SHORT TASK A: Recast the rows below the passage, from their first line up to and including the line with "x=467, y=39", as a Markdown table with columns headed Number and Row line, putting each line in its own table row and leaving out blank lines.
** Start of PASSAGE GIVEN **
Protecting  habitats for species threatened with or in danger of extinction is often aided by demonstrating the economic benefits to such protection comparable to the benefits of  developing the habitat. The financial returns to commercial development are often obvious and concentrated in the hands of a few. The benefits of protecting threatened and endangered species (T&E) are widespread to hundreds of millions, if not several billion people on the planet. However, if the monetary benefits of protecting T&E species are not measured, then it appears that commercial development is of greater economic use than preservation of the habitat. This feeds the false dichotomy of the “economy versus the environment”. This article will show, the environmental has  economic value, and in particular, people will pay to protect the habitat of endangered species. The number of species classified as threatened or endangered continues to rise throughout the world, and is likely to continually to so for the foreseeable future. It would be extremely important to quantify the many benefits these species provide for people when considering conservation policies.

The many benefits species provide are called Total Economic Value (TEV) of the species. TEV consists of both recreational use of T&E species (e.g., wildlife viewing, ecotourism, photography) and nonuse values or passive use values (existence and bequest values) placed on the species. All of these values are measured by economists as the maximum amount of money a person would pay to protect the species and its habitat to provide that particular use. For example, the amount a visitor would pay for the opportunity to view sea otters in their natural habitat is a measure of the value to the visitor. The same is true of existence value. Existence value is the maximum amount a person would pay to know that the species exists in its natural habitat. Likewise for bequest value, the maximum amount a person would pay to know that preservation today will provide the species to future generations.
** End of PASSAGE GIVEN **
SHORT TASK B: Copy the passage above on the economic value of protecting endangered species in full, word for word.
** Start of SUPPLIED MATERIAL **
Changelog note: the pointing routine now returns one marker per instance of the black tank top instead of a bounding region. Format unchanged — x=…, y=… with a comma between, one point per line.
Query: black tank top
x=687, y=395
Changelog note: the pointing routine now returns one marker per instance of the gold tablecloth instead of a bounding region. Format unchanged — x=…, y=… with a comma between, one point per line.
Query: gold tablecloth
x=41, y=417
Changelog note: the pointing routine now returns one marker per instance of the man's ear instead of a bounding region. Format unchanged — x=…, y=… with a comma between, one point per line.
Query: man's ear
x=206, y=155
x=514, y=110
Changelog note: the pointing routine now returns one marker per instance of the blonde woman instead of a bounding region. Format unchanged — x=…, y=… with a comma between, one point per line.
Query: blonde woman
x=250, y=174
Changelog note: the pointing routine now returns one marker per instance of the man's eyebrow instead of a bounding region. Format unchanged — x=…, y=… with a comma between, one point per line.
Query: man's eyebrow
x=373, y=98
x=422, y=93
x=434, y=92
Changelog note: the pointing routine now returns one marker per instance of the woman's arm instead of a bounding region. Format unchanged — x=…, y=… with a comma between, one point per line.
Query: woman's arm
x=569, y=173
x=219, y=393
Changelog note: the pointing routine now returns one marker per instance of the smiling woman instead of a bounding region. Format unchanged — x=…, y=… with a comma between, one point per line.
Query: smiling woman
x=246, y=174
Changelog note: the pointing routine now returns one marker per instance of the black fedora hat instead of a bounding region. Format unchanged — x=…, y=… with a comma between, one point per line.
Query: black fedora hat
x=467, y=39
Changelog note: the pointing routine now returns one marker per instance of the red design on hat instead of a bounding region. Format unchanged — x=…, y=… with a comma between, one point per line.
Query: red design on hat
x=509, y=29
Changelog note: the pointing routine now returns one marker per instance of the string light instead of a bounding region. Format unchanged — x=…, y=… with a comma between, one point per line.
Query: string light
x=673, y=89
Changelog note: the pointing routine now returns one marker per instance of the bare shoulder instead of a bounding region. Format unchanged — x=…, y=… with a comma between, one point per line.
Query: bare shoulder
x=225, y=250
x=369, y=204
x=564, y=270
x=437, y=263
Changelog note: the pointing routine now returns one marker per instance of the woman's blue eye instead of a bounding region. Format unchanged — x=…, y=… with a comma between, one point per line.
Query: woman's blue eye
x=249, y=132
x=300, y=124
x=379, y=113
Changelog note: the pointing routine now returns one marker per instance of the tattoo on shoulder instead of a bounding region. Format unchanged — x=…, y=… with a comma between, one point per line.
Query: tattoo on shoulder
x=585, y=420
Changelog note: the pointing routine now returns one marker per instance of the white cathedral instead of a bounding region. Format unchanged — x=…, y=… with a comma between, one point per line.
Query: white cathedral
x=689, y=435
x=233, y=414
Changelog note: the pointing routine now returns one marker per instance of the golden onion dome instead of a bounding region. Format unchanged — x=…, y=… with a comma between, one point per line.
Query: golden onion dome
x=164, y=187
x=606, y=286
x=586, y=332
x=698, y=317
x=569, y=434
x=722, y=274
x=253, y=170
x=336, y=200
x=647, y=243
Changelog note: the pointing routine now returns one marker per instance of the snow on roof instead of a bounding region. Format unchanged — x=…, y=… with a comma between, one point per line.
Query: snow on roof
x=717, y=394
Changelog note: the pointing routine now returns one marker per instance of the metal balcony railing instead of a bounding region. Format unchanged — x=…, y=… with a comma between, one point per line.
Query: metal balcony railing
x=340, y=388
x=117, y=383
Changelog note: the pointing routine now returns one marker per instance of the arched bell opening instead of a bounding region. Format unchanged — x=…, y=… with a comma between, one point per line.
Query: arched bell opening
** End of SUPPLIED MATERIAL **
CORRECT ANSWER A:
| Number | Row line |
|---|---|
| 1 | Changelog note: the pointing routine now returns one marker per instance of the black tank top instead of a bounding region. Format unchanged — x=…, y=… with a comma between, one point per line. |
| 2 | Query: black tank top |
| 3 | x=687, y=395 |
| 4 | Changelog note: the pointing routine now returns one marker per instance of the gold tablecloth instead of a bounding region. Format unchanged — x=…, y=… with a comma between, one point per line. |
| 5 | Query: gold tablecloth |
| 6 | x=41, y=417 |
| 7 | Changelog note: the pointing routine now returns one marker per instance of the man's ear instead of a bounding region. Format unchanged — x=…, y=… with a comma between, one point per line. |
| 8 | Query: man's ear |
| 9 | x=206, y=155 |
| 10 | x=514, y=110 |
| 11 | Changelog note: the pointing routine now returns one marker per instance of the blonde woman instead of a bounding region. Format unchanged — x=…, y=… with a comma between, one point per line. |
| 12 | Query: blonde woman |
| 13 | x=250, y=174 |
| 14 | Changelog note: the pointing routine now returns one marker per instance of the man's eyebrow instead of a bounding region. Format unchanged — x=…, y=… with a comma between, one point per line. |
| 15 | Query: man's eyebrow |
| 16 | x=373, y=98 |
| 17 | x=422, y=93 |
| 18 | x=434, y=92 |
| 19 | Changelog note: the pointing routine now returns one marker per instance of the woman's arm instead of a bounding region. Format unchanged — x=…, y=… with a comma between, one point per line. |
| 20 | Query: woman's arm |
| 21 | x=569, y=173 |
| 22 | x=219, y=393 |
| 23 | Changelog note: the pointing routine now returns one marker per instance of the smiling woman instead of a bounding region. Format unchanged — x=…, y=… with a comma between, one point per line. |
| 24 | Query: smiling woman |
| 25 | x=246, y=174 |
| 26 | Changelog note: the pointing routine now returns one marker per instance of the black fedora hat instead of a bounding region. Format unchanged — x=…, y=… with a comma between, one point per line. |
| 27 | Query: black fedora hat |
| 28 | x=467, y=39 |

CORRECT ANSWER B:
Protecting  habitats for species threatened with or in danger of extinction is often aided by demonstrating the economic benefits to such protection comparable to the benefits of  developing the habitat. The financial returns to commercial development are often obvious and concentrated in the hands of a few. The benefits of protecting threatened and endangered species (T&E) are widespread to hundreds of millions, if not several billion people on the planet. However, if the monetary benefits of protecting T&E species are not measured, then it appears that commercial development is of greater economic use than preservation of the habitat. This feeds the false dichotomy of the “economy versus the environment”. This article will show, the environmental has  economic value, and in particular, people will pay to protect the habitat of endangered species. The number of species classified as threatened or endangered continues to rise throughout the world, and is likely to continually to so for the foreseeable future. It would be extremely important to quantify the many benefits these species provide for people when considering conservation policies.

The many benefits species provide are called Total Economic Value (TEV) of the species. TEV consists of both recreational use of T&E species (e.g., wildlife viewing, ecotourism, photography) and nonuse values or passive use values (existence and bequest values) placed on the species. All of these values are measured by economists as the maximum amount of money a person would pay to protect the species and its habitat to provide that particular use. For example, the amount a visitor would pay for the opportunity to view sea otters in their natural habitat is a measure of the value to the visitor. The same is true of existence value. Existence value is the maximum amount a person would pay to know that the species exists in its natural habitat. Likewise for bequest value, the maximum amount a person would pay to know that preservation today will provide the species to future generations.